*** Excerpted records ***
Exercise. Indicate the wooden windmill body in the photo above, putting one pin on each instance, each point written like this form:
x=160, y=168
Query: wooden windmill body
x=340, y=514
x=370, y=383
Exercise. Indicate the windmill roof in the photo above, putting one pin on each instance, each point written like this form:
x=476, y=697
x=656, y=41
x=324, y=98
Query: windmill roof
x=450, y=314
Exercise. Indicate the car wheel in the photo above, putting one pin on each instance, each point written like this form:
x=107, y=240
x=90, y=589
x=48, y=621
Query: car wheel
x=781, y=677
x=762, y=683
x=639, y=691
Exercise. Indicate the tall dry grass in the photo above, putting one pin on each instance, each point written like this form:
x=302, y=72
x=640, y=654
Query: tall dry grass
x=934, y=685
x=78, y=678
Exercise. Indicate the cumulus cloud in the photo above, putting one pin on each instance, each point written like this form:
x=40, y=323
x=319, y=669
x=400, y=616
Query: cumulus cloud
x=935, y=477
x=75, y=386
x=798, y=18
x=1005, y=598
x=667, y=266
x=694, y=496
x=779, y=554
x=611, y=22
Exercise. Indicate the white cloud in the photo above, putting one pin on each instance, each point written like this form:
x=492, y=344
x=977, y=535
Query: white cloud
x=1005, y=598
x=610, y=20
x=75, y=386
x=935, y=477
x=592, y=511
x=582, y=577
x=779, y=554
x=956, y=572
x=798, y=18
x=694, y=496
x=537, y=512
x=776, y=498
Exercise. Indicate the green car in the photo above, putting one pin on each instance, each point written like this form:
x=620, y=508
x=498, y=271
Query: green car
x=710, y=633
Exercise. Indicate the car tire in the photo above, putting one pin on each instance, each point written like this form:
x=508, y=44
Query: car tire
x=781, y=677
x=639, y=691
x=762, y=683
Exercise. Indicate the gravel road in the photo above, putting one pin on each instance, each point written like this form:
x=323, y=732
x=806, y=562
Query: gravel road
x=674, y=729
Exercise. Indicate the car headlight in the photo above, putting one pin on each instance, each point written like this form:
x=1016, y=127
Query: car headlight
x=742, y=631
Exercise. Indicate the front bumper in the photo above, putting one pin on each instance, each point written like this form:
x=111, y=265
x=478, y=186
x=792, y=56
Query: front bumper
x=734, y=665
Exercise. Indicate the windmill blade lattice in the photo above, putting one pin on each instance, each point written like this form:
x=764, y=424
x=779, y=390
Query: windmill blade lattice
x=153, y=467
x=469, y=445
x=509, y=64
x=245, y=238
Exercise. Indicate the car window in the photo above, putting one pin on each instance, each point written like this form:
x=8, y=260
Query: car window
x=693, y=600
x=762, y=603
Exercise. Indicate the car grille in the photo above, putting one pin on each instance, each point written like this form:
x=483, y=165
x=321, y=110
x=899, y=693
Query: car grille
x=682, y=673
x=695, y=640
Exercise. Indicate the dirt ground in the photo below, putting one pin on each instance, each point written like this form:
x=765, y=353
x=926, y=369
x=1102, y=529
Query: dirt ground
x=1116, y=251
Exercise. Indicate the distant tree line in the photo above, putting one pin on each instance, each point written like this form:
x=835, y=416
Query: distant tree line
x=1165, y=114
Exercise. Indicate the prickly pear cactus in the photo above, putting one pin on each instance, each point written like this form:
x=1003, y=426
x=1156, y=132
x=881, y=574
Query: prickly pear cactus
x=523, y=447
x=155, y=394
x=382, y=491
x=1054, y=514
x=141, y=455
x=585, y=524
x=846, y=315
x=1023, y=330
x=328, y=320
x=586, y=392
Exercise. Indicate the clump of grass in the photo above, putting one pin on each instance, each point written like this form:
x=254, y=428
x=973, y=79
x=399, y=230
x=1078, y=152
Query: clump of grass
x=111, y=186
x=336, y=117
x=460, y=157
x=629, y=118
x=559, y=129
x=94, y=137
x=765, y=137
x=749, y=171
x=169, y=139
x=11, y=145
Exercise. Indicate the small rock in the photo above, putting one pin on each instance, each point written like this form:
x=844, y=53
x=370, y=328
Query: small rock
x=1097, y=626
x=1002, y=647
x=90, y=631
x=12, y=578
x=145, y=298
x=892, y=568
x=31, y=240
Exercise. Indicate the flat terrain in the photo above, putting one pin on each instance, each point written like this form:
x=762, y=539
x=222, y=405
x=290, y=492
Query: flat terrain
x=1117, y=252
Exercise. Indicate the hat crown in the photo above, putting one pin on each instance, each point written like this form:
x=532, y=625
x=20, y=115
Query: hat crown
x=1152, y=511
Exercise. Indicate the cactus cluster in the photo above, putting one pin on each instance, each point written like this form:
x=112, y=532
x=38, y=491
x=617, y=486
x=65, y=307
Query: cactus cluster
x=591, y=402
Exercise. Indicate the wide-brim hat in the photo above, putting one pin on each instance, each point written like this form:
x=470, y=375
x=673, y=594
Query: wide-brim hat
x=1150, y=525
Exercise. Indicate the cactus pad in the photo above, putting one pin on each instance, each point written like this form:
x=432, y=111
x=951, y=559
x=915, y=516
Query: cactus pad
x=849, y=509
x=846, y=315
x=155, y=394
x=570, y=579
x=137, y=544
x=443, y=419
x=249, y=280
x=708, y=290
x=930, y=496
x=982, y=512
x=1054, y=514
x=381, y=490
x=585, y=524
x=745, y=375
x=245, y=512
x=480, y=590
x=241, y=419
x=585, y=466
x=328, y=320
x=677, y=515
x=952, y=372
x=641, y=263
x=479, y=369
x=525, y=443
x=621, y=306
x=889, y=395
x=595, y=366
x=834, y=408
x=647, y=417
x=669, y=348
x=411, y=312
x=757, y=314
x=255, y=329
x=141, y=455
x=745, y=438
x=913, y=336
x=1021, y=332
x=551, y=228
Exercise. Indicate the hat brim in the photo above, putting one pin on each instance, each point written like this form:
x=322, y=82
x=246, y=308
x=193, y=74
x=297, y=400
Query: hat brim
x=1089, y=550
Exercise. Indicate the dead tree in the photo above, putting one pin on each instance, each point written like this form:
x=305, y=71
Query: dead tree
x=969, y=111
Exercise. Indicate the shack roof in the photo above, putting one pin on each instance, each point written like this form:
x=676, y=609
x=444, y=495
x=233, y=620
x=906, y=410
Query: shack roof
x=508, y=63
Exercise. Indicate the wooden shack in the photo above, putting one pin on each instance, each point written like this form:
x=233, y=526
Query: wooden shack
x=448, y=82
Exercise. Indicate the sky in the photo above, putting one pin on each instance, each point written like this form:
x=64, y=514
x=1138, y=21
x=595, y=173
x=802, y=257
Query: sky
*** End of Excerpted records ***
▶ **The problem**
Reproduce every entry above without a single alteration.

▶ **Reply to the task**
Exercise. Indicate the wooden windmill body in the photo above, putting one pin on each instance, each point written like this form:
x=160, y=168
Query: wooden windmill body
x=340, y=514
x=370, y=383
Exercise. Indicate the windmill roof in the photo above, putting one pin on each instance, each point written like this form:
x=476, y=697
x=656, y=41
x=324, y=98
Query: windmill roof
x=450, y=314
Exercise. Indicate the car wheel in the photo above, putting one pin on each instance, each point written like this form:
x=107, y=240
x=90, y=589
x=48, y=621
Query: car wheel
x=781, y=677
x=762, y=683
x=639, y=691
Exercise. Indicate the tall dry grass in the photo above, putting one pin on each instance, each point written like this form:
x=302, y=72
x=640, y=654
Query: tall dry grass
x=934, y=685
x=78, y=678
Exercise. Indicate the cumulus cloud in the photo above, putting one pin on each instance, each point written like this form:
x=40, y=323
x=319, y=669
x=400, y=616
Query: cumulus cloud
x=935, y=477
x=75, y=386
x=798, y=18
x=1005, y=598
x=667, y=266
x=694, y=496
x=779, y=554
x=611, y=22
Exercise. Indicate the white cloud in the photo above, putting one pin on each instance, each point written like this form:
x=492, y=344
x=977, y=535
Query: white cloud
x=1005, y=598
x=610, y=20
x=75, y=386
x=935, y=477
x=592, y=511
x=582, y=577
x=779, y=554
x=956, y=572
x=798, y=18
x=694, y=496
x=537, y=512
x=776, y=498
Exercise. Indicate the green car in the photo above, putting one pin on each instance, each point written like this form:
x=620, y=508
x=498, y=271
Query: green car
x=710, y=633
Exercise. Indicate the car tire in the photo above, putting one pin on each instance, each point written like this form:
x=508, y=44
Query: car tire
x=781, y=677
x=639, y=691
x=762, y=683
Exercise. Indicate the gravel road in the photo above, putting one pin on each instance, each point written like this form:
x=323, y=732
x=806, y=562
Query: gravel road
x=674, y=729
Exercise. Indicate the car headlight in the photo above, putting one pin on each instance, each point written like this form:
x=1016, y=127
Query: car headlight
x=742, y=631
Exercise. Indicate the front bumper in the photo above, putting one pin on each instance, each point written like this form:
x=111, y=265
x=478, y=186
x=792, y=56
Query: front bumper
x=734, y=665
Exercise. Indicate the windmill blade lattice in the photo above, putting one pin on each instance, each point written like this form:
x=764, y=424
x=779, y=390
Query: windmill blade lattice
x=153, y=467
x=469, y=445
x=509, y=64
x=245, y=238
Exercise. Indicate the car window in the photo above, putting one pin on each instance, each point written like this form:
x=8, y=260
Query: car window
x=693, y=600
x=762, y=603
Exercise. Indicate the car grille in the photo above, putting one pin on each instance, each point written like this form:
x=483, y=165
x=321, y=110
x=899, y=693
Query: car grille
x=682, y=673
x=695, y=640
Exercise. Indicate the dirt ground in the photo below, putting one pin on each instance, each point written like this form:
x=765, y=353
x=926, y=369
x=1102, y=529
Query: dirt ground
x=1116, y=251
Exercise. Indicate the distant tree line in the photo above, putting one pin on each instance, each point written like this form:
x=835, y=416
Query: distant tree line
x=1165, y=114
Exercise. Indicate the prickly pear cactus in the photo above, putting one pin on each instance, each point written like this form:
x=1003, y=426
x=1156, y=132
x=881, y=574
Query: prickly pear cactus
x=523, y=447
x=155, y=394
x=382, y=491
x=1054, y=514
x=141, y=455
x=585, y=524
x=846, y=315
x=1023, y=330
x=328, y=320
x=586, y=392
Exercise. Indicate the clump of grass in the photo above, putting one pin on each instance, each point written like this form:
x=254, y=428
x=973, y=79
x=399, y=230
x=1078, y=152
Query: clump of grass
x=111, y=186
x=336, y=117
x=460, y=157
x=629, y=118
x=559, y=129
x=94, y=137
x=765, y=137
x=749, y=171
x=169, y=139
x=11, y=145
Exercise. Indicate the small rock in the photo above, putting one pin on each instance, each point written like this form:
x=844, y=53
x=370, y=328
Query: small rock
x=1097, y=626
x=1002, y=647
x=90, y=631
x=12, y=578
x=145, y=298
x=892, y=568
x=31, y=240
Exercise. Indicate the flat terrain in the photo above, putting one pin on each instance, each point written like this form:
x=762, y=539
x=222, y=405
x=290, y=492
Query: flat terrain
x=1117, y=252
Exercise. Indicate the hat crown in the photo above, putting one pin on each instance, each point written like this form:
x=532, y=625
x=20, y=115
Query: hat crown
x=1152, y=511
Exercise. Indicate the cactus cluster in the photo above, putting one pin on each instance, each point written like this form:
x=112, y=532
x=38, y=491
x=617, y=486
x=65, y=307
Query: cactus cluster
x=591, y=402
Exercise. Indicate the wide-brim hat in the photo above, putting one pin on each instance, each point written like this form:
x=470, y=375
x=673, y=594
Query: wide-brim hat
x=1150, y=525
Exercise. Indicate the cactus pad in the photo above, putting one pin on each instance, each point written like this form:
x=432, y=111
x=951, y=559
x=915, y=516
Query: cactus pad
x=849, y=509
x=846, y=315
x=155, y=394
x=570, y=579
x=137, y=544
x=443, y=419
x=249, y=280
x=708, y=290
x=930, y=496
x=982, y=512
x=1054, y=514
x=381, y=490
x=585, y=524
x=745, y=375
x=245, y=512
x=480, y=590
x=241, y=419
x=585, y=466
x=328, y=320
x=677, y=515
x=952, y=372
x=641, y=263
x=479, y=369
x=525, y=443
x=621, y=306
x=889, y=395
x=595, y=366
x=834, y=408
x=647, y=417
x=669, y=348
x=411, y=312
x=757, y=314
x=255, y=329
x=141, y=455
x=745, y=438
x=913, y=336
x=1021, y=332
x=551, y=228
Exercise. Indicate the hat brim in the photo above, putting one pin on each instance, each point written like this form:
x=322, y=82
x=246, y=308
x=193, y=74
x=297, y=400
Query: hat brim
x=1089, y=550
Exercise. Indicate the dead tree in the photo above, putting one pin on each instance, each point written like this form:
x=305, y=71
Query: dead tree
x=969, y=111
Exercise. Indicate the shack roof in the photo above, putting one pin on each instance, each point written like this form:
x=676, y=609
x=444, y=495
x=233, y=620
x=906, y=410
Query: shack roof
x=508, y=63
Exercise. Indicate the wooden shack in the photo above, putting one pin on each instance, each point written like this form:
x=233, y=526
Query: wooden shack
x=448, y=82
Exercise. Indicate the sky in the photo above, putting one pin on each instance, each point written like this form:
x=64, y=514
x=1138, y=21
x=595, y=173
x=802, y=257
Query: sky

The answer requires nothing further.